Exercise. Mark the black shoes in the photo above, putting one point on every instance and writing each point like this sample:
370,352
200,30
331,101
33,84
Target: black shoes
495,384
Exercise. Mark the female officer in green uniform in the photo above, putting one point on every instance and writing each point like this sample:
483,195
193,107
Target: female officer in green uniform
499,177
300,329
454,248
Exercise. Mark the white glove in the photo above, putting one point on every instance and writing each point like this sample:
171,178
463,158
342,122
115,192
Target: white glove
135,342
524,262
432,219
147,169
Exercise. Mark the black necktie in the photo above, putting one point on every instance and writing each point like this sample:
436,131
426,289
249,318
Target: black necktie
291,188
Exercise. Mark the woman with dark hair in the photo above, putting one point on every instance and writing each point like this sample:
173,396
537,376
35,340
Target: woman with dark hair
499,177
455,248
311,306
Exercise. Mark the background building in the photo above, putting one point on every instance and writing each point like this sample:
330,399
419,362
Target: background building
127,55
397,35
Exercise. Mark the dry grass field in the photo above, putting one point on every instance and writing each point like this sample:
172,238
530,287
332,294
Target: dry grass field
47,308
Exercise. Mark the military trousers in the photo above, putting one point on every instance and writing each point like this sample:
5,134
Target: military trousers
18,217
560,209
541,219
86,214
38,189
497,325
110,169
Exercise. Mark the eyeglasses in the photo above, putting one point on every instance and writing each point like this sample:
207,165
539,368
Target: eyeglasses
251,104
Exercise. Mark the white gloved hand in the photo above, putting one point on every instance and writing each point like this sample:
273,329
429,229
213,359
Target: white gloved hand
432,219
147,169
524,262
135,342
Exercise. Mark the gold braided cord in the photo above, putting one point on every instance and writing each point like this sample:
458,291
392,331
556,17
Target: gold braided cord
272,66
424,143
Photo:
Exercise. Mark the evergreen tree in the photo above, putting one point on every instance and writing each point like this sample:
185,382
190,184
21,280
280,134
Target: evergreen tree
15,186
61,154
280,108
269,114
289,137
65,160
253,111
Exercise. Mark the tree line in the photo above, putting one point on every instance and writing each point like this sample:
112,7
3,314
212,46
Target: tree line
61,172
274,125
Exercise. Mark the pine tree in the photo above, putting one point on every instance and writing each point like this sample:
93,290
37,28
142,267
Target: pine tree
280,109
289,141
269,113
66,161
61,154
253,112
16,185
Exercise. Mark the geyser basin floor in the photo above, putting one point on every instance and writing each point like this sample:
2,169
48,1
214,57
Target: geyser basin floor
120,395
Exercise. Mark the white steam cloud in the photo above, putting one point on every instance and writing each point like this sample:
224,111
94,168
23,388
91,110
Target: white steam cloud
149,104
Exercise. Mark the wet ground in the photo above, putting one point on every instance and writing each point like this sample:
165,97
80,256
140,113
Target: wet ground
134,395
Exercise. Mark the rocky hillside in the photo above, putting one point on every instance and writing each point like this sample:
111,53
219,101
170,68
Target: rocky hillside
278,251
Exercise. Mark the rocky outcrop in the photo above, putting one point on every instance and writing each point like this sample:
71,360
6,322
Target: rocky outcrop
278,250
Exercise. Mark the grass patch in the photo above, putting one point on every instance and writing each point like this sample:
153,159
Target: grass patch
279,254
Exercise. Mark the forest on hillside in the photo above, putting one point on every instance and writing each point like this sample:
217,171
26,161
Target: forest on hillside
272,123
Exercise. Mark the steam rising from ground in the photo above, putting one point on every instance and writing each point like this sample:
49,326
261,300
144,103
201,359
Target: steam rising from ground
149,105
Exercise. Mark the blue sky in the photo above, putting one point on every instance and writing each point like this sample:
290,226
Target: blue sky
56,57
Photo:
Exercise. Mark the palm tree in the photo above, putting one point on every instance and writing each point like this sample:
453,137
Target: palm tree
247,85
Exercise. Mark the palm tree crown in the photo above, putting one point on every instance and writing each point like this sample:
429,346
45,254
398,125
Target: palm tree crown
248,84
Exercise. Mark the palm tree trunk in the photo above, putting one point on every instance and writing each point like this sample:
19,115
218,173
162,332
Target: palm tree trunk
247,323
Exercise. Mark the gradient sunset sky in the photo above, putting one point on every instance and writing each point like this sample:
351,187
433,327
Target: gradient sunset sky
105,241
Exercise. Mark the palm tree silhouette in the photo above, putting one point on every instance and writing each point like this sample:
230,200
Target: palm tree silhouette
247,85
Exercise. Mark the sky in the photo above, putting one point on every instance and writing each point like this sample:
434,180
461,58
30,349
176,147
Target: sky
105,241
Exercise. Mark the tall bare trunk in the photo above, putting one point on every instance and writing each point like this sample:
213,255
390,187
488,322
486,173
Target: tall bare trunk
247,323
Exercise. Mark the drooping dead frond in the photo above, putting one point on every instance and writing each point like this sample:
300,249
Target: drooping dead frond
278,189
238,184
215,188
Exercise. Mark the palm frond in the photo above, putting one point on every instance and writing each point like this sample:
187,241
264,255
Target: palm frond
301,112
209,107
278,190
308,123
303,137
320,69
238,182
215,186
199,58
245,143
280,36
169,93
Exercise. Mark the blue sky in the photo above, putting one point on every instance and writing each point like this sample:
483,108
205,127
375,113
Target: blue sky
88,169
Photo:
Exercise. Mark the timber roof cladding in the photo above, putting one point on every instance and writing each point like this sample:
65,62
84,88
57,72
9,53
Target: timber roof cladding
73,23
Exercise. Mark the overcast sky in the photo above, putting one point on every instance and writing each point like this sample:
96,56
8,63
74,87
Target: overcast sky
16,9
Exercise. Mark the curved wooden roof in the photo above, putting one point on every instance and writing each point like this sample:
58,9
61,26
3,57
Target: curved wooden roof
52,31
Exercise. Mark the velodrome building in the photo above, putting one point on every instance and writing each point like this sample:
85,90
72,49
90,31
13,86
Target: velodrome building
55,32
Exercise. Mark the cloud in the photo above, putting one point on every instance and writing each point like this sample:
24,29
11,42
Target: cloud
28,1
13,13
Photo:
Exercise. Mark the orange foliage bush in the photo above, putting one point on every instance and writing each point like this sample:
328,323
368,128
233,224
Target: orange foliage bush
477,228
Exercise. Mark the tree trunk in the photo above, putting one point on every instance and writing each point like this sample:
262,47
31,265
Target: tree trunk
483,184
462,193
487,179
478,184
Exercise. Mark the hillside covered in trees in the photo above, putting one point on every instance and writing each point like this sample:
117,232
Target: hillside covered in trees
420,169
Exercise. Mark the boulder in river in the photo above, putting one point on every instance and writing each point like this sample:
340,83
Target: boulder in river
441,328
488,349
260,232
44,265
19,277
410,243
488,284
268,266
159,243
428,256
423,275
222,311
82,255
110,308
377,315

...

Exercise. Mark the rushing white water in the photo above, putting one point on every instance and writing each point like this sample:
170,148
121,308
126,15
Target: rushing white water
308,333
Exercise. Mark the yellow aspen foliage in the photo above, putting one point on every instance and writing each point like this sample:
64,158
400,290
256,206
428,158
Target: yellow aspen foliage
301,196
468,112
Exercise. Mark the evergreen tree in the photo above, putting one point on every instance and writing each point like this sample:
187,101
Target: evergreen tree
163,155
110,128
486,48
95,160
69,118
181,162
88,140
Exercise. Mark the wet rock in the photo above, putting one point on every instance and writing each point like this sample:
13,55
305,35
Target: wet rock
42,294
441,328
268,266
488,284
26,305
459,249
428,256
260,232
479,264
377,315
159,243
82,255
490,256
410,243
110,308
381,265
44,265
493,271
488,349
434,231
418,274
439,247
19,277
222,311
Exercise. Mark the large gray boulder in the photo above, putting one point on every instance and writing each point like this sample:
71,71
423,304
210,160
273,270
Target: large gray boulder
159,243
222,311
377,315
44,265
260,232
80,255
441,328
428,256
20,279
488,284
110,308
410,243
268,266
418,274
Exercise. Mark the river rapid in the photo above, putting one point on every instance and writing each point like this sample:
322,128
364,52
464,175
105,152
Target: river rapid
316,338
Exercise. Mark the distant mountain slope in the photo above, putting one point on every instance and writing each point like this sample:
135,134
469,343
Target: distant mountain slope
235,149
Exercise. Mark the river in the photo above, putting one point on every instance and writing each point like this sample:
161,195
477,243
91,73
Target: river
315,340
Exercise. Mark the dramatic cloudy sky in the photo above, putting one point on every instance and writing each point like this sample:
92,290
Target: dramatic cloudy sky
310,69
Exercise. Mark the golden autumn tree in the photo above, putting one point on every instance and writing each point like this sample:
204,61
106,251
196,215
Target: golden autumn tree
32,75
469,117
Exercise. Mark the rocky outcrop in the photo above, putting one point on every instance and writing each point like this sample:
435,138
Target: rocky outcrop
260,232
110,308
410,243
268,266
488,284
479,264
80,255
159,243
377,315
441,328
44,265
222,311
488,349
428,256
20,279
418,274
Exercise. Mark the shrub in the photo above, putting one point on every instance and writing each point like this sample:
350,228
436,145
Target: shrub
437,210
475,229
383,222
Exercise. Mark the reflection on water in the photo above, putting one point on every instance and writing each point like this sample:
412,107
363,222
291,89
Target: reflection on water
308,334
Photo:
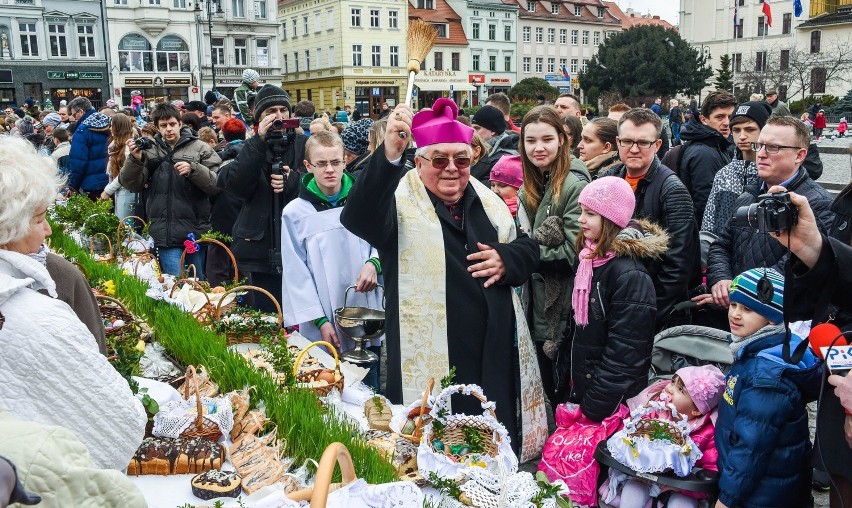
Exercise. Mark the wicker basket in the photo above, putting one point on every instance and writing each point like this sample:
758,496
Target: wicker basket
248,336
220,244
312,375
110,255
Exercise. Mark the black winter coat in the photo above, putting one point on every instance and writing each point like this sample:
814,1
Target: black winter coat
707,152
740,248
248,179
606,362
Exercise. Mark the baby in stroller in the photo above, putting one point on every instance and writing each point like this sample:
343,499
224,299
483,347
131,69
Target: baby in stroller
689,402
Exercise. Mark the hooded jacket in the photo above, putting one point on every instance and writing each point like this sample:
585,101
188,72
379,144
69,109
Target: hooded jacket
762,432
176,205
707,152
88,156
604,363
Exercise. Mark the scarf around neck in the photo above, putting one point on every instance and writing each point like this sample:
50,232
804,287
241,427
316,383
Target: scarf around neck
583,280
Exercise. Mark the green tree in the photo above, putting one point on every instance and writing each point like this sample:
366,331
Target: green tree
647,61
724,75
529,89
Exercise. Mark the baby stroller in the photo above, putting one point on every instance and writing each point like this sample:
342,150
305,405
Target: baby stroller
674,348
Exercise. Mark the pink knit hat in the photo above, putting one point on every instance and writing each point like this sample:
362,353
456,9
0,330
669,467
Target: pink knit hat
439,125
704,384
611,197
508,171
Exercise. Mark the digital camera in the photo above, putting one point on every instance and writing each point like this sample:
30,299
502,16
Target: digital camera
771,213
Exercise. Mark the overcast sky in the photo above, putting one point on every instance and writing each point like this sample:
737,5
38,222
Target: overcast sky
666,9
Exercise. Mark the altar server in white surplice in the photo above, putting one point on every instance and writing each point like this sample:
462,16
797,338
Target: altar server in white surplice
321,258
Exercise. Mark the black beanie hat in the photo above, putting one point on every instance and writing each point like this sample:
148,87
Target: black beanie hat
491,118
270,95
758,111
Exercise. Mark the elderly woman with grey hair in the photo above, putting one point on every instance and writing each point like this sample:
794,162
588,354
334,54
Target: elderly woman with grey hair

---

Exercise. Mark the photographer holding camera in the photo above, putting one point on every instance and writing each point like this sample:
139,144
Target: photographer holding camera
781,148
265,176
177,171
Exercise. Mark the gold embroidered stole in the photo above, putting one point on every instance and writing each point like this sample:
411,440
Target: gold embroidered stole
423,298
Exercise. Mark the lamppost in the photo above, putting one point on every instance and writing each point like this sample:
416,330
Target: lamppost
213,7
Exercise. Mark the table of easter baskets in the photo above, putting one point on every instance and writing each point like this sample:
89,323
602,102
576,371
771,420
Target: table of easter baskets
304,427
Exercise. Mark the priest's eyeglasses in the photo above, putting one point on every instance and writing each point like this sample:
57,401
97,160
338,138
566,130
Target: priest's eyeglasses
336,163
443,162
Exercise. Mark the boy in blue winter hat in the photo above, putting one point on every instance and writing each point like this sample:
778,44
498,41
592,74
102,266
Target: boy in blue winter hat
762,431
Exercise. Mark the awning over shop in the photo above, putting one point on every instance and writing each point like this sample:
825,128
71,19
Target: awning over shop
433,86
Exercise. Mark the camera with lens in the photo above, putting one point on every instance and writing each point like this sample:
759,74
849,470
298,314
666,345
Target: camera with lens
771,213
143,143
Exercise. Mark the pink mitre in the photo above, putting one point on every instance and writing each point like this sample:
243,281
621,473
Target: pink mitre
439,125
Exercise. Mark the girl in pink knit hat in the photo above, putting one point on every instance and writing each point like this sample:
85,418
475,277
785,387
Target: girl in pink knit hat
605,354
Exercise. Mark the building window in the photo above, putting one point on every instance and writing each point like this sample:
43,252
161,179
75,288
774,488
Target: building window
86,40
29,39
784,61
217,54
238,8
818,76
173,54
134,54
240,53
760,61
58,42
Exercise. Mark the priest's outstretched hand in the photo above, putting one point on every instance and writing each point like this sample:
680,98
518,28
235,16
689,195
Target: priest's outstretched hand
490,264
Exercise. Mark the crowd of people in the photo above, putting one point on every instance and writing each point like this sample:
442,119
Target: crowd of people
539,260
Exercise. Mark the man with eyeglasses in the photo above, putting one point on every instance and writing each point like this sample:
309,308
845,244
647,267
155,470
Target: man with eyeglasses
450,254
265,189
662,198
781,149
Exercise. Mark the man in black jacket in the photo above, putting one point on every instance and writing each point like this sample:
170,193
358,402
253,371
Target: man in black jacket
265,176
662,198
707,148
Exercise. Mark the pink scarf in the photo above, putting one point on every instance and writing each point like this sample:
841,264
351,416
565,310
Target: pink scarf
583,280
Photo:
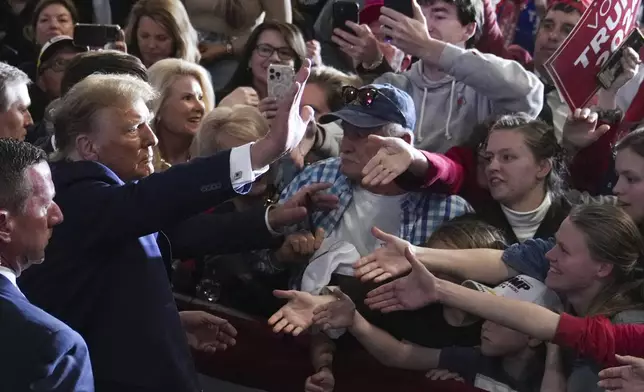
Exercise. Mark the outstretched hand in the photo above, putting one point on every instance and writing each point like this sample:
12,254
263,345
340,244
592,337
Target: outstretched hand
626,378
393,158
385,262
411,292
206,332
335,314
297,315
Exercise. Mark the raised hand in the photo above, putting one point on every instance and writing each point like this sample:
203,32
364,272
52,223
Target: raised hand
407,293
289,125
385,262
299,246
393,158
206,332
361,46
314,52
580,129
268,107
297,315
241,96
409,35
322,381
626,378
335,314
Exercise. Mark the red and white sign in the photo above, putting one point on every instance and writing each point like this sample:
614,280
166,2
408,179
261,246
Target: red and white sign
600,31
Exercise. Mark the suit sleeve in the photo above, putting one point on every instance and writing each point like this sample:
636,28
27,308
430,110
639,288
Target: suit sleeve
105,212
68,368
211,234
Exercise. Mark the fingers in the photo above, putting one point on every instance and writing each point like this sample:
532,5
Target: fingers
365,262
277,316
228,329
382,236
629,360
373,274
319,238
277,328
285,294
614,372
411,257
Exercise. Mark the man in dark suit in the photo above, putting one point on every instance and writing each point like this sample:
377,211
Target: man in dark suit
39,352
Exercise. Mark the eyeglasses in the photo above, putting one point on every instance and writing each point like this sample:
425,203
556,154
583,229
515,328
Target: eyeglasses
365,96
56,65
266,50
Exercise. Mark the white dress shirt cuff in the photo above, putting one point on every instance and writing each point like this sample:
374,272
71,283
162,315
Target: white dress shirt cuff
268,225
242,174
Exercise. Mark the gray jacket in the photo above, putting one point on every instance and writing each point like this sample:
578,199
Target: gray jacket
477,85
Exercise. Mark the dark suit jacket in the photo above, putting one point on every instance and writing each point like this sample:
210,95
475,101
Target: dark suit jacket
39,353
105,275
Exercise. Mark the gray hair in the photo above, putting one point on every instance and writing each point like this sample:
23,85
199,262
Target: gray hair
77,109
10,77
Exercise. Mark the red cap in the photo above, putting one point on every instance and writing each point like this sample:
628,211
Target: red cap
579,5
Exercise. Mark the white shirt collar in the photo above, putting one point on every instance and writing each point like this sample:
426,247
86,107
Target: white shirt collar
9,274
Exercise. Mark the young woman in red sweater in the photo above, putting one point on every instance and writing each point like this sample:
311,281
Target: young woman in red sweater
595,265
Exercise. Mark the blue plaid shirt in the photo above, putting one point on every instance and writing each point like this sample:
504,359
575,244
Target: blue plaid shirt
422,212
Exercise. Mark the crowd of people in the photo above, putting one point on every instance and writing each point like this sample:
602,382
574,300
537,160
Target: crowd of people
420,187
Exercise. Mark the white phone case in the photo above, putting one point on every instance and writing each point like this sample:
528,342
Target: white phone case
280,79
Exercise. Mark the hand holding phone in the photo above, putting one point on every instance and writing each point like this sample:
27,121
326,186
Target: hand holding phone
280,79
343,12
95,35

▸ **Exercise goal**
List every line in the rows above that contains the string "beanie". Uppercase and lowercase letters must match.

▸ **Worked answer**
Exercise. Mark the black beanie hat in the photo above, putting one point on every instance and writing each point like this sample:
Target: black beanie hat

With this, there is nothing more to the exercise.